━━ Provided records ━━

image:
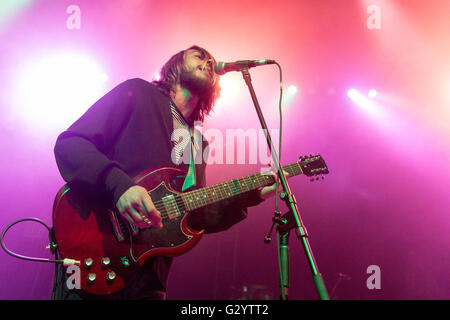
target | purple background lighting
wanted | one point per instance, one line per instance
(385, 201)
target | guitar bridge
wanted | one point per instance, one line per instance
(119, 228)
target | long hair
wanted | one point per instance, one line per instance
(170, 75)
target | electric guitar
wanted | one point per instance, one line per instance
(110, 250)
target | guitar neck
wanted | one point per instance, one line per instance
(202, 197)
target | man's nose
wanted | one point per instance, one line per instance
(207, 64)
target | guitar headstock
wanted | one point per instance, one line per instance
(313, 166)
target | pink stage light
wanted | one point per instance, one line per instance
(54, 91)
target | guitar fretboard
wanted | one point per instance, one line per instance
(202, 197)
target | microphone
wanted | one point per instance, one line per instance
(223, 67)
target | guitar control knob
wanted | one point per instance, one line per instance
(125, 262)
(110, 276)
(91, 277)
(106, 261)
(88, 262)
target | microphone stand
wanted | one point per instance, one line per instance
(293, 216)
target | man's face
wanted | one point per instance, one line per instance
(199, 73)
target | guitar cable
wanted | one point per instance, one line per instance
(52, 246)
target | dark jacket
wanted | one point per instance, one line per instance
(124, 133)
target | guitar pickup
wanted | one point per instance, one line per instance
(116, 226)
(171, 206)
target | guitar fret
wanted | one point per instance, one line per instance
(198, 198)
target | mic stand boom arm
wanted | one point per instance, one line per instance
(291, 203)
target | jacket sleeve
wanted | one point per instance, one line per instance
(222, 215)
(81, 150)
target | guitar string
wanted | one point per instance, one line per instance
(180, 199)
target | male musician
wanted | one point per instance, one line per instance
(130, 130)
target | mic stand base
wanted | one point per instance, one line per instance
(294, 214)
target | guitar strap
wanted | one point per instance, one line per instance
(191, 178)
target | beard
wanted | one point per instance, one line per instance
(201, 86)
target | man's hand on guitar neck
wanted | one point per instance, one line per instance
(137, 207)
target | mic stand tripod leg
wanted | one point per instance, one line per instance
(283, 254)
(289, 199)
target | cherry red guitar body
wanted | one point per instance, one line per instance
(110, 250)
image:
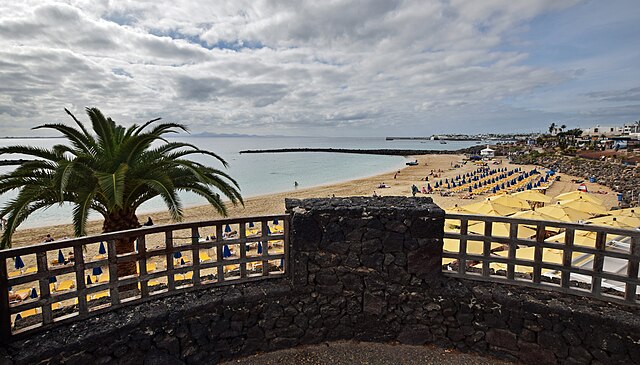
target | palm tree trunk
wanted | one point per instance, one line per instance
(119, 221)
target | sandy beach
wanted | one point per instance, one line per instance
(398, 182)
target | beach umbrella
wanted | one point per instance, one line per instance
(563, 213)
(19, 264)
(585, 206)
(488, 207)
(617, 222)
(503, 230)
(532, 196)
(510, 201)
(457, 209)
(572, 195)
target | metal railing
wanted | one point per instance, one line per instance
(584, 259)
(169, 259)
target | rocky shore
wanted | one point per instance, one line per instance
(621, 178)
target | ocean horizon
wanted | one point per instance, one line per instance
(263, 173)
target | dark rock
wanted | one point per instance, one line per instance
(416, 334)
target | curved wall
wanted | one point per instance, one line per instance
(364, 269)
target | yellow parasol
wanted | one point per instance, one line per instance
(563, 213)
(617, 222)
(629, 212)
(532, 196)
(473, 247)
(488, 207)
(502, 229)
(584, 205)
(457, 209)
(578, 194)
(510, 201)
(582, 238)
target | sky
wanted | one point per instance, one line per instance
(322, 68)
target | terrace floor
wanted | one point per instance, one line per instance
(355, 353)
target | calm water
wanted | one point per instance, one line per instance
(260, 174)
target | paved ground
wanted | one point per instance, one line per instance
(356, 353)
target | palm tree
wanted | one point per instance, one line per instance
(112, 172)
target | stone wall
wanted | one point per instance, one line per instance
(620, 178)
(362, 268)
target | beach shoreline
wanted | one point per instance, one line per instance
(365, 186)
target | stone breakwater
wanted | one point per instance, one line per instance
(622, 179)
(361, 268)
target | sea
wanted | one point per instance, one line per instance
(259, 174)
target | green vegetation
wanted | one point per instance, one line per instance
(112, 172)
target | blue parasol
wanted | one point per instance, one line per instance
(225, 251)
(19, 264)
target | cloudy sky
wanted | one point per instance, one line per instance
(332, 68)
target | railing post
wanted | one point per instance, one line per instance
(537, 254)
(486, 249)
(632, 270)
(5, 317)
(114, 290)
(598, 263)
(567, 257)
(243, 248)
(195, 252)
(513, 235)
(462, 262)
(78, 258)
(142, 265)
(219, 249)
(41, 262)
(168, 242)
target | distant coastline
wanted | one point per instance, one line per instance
(387, 152)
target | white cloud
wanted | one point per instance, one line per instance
(293, 67)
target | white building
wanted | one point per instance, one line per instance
(487, 152)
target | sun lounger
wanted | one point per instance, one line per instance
(65, 285)
(204, 256)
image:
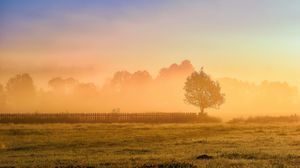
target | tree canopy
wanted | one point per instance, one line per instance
(202, 91)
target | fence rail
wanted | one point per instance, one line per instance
(105, 118)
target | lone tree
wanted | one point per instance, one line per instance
(202, 91)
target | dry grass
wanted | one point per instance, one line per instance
(149, 145)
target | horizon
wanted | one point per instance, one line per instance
(249, 40)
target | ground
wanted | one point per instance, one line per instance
(149, 145)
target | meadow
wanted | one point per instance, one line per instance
(150, 145)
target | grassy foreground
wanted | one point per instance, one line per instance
(146, 145)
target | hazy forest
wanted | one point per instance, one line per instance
(149, 83)
(140, 92)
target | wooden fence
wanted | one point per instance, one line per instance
(105, 118)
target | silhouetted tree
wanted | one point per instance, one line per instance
(203, 92)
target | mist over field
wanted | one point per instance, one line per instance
(139, 91)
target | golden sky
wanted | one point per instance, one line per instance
(251, 40)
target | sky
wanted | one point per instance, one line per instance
(251, 40)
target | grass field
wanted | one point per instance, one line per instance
(147, 145)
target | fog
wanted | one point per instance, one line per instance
(140, 92)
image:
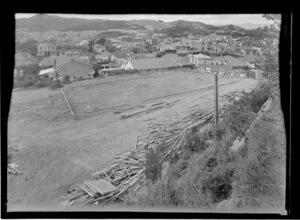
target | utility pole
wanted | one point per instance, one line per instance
(216, 99)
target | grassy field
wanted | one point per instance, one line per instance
(57, 151)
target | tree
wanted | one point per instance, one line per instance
(32, 69)
(29, 46)
(276, 18)
(90, 46)
(101, 41)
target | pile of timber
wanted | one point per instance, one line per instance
(169, 135)
(125, 174)
(12, 169)
(143, 110)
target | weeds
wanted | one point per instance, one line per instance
(153, 165)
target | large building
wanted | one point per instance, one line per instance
(46, 49)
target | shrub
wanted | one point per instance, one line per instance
(42, 83)
(9, 158)
(56, 84)
(241, 113)
(66, 79)
(153, 165)
(194, 143)
(260, 175)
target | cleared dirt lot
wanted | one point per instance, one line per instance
(57, 151)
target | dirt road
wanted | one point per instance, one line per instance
(57, 151)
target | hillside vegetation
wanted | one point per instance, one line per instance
(211, 173)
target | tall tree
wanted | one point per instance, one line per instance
(29, 46)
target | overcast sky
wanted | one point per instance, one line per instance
(208, 19)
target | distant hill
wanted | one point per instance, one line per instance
(43, 23)
(248, 25)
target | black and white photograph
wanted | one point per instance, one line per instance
(155, 112)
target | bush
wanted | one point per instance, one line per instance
(241, 113)
(195, 143)
(260, 176)
(56, 84)
(41, 84)
(26, 81)
(66, 79)
(153, 165)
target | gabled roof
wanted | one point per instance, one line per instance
(168, 60)
(49, 61)
(120, 54)
(24, 59)
(232, 61)
(46, 71)
(201, 56)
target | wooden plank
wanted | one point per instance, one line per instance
(102, 186)
(67, 101)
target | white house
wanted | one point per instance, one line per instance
(198, 59)
(127, 66)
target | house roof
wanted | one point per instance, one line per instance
(248, 58)
(120, 55)
(201, 56)
(232, 61)
(169, 60)
(49, 61)
(74, 67)
(46, 71)
(24, 59)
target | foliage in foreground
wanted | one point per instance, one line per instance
(208, 172)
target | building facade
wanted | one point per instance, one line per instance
(46, 49)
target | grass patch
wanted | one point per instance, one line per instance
(206, 174)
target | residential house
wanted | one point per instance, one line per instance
(99, 48)
(46, 49)
(85, 59)
(199, 59)
(119, 57)
(22, 59)
(73, 52)
(74, 69)
(83, 43)
(166, 62)
(102, 57)
(230, 65)
(54, 61)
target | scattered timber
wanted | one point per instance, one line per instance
(126, 173)
(12, 169)
(68, 103)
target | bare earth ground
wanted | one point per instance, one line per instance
(57, 151)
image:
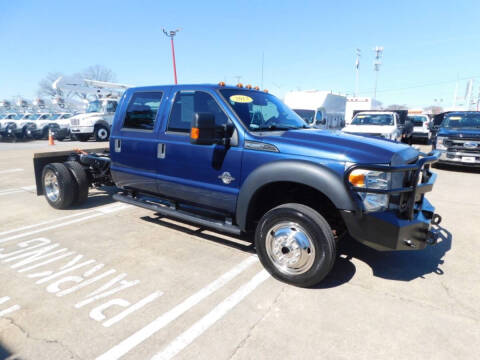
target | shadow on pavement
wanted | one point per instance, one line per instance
(457, 168)
(228, 240)
(4, 353)
(98, 198)
(392, 265)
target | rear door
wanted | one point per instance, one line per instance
(207, 175)
(134, 140)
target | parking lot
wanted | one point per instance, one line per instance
(109, 281)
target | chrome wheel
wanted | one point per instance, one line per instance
(290, 248)
(50, 182)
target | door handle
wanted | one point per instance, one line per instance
(118, 145)
(161, 151)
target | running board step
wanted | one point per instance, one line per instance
(179, 214)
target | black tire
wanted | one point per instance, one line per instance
(81, 179)
(318, 232)
(66, 185)
(82, 137)
(101, 133)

━━━

*Assignment*.
If a line in the data above holds the string "timber", copy it.

*Answer area*.
target | pile of timber
target | scattered timber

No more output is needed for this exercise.